Among the biggest factors in the nursing shortage are “a large number of nurses retiring, and a large number of nurse-educators retiring,” said Victoria Hulback, dean of the Gateway Technical College’s School of Health.
It remains unclear how much damage the health care workforce will take as a result of medical professionals “burning out” and quitting because of the strain of the pandemic. But at least one nationwide survey from two California-based health care organizations, HOLLIBLU and Feedtrail, found that “of the 1,300 nurses surveyed, three out five are likely to leave their position or specialty as a result of their experience with the COVID-19 pandemic. Further data analysis shows that 67 percent of respondents will either leave their current facility or quit the industry altogether; and 3 percent of these nurses have already resigned.”
-*-*-
## TASKS FOR THIS EXERCISE
a – Do these statements agree with the nursing shortage excerpt? Answer yes or no for each, and quote the words of the excerpt that decide it.
(i) Victoria Hulback is dean of a technical college's School of Health.
(ii) The nationwide survey covered 3,000 nurses.
(iii) The survey came from two health care organizations based in Texas.
b – Copy part of the nursing shortage excerpt and swap "nurse-educators" for "nursing instructors". Begin at the words "Among the biggest", and stop after "School of Health.".
-*-*-
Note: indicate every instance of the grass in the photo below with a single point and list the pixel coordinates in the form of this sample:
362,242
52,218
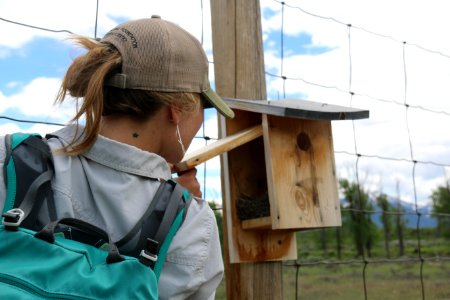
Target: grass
323,275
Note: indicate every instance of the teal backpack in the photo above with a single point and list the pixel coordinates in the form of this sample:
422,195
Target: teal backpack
69,258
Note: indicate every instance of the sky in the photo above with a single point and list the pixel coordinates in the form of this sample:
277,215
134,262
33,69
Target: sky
387,53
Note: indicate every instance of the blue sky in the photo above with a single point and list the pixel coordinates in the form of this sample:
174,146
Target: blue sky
316,50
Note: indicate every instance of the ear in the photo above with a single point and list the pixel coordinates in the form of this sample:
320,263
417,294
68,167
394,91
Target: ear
174,114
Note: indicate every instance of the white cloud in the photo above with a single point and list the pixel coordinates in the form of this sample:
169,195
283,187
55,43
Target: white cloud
36,100
377,70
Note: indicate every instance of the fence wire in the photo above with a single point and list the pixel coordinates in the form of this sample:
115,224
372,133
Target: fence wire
363,261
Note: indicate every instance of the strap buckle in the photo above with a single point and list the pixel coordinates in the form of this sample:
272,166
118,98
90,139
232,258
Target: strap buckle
-*-*-
## SOLUTIONS BY TASK
a –
(i) Yes: "Victoria Hulback, dean of the Gateway Technical College’s School of Health"
(ii) No: "of the 1,300 nurses surveyed"
(iii) No: "two California-based health care organizations"

b –
Among the biggest factors in the nursing shortage are “a large number of nurses retiring, and a large number of nursing instructors retiring,” said Victoria Hulback, dean of the Gateway Technical College’s School of Health.